Stored items:

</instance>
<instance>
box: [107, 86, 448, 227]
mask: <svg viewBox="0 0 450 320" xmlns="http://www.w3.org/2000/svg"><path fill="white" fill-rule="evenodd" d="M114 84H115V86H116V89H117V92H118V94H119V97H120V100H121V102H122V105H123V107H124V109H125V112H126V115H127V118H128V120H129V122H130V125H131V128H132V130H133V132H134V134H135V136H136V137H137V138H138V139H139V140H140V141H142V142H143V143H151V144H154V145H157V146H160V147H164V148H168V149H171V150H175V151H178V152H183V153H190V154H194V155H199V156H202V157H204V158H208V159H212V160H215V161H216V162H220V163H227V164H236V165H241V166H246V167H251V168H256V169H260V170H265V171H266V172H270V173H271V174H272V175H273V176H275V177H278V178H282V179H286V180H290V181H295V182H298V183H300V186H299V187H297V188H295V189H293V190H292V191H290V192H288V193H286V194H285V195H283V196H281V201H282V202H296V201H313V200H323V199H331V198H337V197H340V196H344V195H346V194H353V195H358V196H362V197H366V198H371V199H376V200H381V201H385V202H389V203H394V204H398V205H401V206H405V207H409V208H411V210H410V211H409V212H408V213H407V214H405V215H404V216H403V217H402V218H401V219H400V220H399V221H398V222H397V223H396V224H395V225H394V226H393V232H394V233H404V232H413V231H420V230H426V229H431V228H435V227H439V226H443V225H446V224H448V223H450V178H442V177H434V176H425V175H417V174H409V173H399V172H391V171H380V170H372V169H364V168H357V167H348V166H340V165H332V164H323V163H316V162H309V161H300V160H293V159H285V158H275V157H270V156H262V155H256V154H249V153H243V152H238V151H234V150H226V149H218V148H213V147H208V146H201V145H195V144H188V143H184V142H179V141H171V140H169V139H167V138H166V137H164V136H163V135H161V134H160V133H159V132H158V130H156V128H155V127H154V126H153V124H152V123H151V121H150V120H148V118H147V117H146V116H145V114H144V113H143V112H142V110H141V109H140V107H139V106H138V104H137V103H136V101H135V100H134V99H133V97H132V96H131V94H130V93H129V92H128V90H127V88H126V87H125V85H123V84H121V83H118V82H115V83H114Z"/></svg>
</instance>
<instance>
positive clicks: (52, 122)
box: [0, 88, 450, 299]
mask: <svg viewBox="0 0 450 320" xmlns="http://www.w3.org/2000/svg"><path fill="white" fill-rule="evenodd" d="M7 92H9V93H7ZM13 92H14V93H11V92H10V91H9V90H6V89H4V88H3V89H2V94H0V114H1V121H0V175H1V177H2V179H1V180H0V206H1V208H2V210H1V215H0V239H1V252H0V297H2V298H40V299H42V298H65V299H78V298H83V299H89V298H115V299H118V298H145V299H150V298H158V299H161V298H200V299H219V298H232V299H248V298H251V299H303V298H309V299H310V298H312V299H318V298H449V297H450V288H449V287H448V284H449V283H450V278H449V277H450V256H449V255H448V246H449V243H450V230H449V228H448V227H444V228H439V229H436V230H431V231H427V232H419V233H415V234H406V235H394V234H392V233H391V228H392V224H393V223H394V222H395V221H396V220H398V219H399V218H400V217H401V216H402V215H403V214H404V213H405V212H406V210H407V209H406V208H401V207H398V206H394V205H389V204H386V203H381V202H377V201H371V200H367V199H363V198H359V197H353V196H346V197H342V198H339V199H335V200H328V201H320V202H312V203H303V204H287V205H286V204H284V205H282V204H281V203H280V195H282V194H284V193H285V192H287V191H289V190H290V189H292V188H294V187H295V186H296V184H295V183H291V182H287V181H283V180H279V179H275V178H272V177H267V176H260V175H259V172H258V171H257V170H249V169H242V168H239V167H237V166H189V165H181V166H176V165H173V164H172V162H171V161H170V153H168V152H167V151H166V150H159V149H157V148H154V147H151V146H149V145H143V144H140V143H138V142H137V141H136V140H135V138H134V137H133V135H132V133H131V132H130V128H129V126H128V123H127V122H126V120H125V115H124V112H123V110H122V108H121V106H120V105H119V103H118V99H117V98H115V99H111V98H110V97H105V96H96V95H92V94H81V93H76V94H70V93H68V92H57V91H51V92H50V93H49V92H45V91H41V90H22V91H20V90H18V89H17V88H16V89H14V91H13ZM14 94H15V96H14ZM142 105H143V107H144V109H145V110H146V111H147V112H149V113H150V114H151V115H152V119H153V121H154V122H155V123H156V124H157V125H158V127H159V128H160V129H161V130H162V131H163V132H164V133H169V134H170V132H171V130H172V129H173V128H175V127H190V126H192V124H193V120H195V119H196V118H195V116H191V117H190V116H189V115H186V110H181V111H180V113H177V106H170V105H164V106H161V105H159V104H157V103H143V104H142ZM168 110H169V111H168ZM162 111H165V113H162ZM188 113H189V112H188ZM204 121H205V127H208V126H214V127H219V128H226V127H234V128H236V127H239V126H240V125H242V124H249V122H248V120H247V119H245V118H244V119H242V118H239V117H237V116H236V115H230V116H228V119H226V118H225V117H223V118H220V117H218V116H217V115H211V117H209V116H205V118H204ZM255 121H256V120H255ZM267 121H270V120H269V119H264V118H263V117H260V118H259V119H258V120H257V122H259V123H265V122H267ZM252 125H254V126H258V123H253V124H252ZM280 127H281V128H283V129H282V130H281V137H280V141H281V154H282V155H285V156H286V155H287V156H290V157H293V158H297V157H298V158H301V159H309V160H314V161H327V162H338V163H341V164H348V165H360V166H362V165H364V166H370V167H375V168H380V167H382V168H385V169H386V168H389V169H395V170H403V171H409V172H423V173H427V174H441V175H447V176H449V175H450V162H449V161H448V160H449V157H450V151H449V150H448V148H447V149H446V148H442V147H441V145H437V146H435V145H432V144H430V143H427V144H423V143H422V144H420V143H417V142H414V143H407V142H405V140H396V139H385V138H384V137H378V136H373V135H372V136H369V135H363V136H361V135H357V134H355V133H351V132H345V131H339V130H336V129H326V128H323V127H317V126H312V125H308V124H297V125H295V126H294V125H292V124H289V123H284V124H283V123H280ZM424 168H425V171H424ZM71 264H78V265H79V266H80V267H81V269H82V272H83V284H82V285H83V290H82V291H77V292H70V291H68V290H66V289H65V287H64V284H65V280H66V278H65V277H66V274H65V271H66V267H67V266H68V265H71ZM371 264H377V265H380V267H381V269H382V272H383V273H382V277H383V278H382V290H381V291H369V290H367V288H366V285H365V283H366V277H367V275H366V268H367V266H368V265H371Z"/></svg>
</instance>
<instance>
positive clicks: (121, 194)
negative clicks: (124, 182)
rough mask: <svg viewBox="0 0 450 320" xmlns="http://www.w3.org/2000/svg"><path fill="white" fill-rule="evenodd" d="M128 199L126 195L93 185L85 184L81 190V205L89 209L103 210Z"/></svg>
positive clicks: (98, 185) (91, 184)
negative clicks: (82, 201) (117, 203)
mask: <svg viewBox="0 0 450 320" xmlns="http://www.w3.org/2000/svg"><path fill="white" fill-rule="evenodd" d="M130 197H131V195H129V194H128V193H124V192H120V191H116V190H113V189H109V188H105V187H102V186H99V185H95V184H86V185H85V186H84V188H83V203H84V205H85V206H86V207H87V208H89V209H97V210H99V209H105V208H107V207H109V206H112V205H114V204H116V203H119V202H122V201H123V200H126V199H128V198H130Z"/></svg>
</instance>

# What is needed:
Pick out each line above that contains the string "clicks" and copy those lines.

# Answer for this exercise:
positive clicks: (52, 122)
positive clicks: (121, 194)
negative clicks: (124, 182)
positive clicks: (98, 185) (91, 184)
negative clicks: (82, 201) (117, 203)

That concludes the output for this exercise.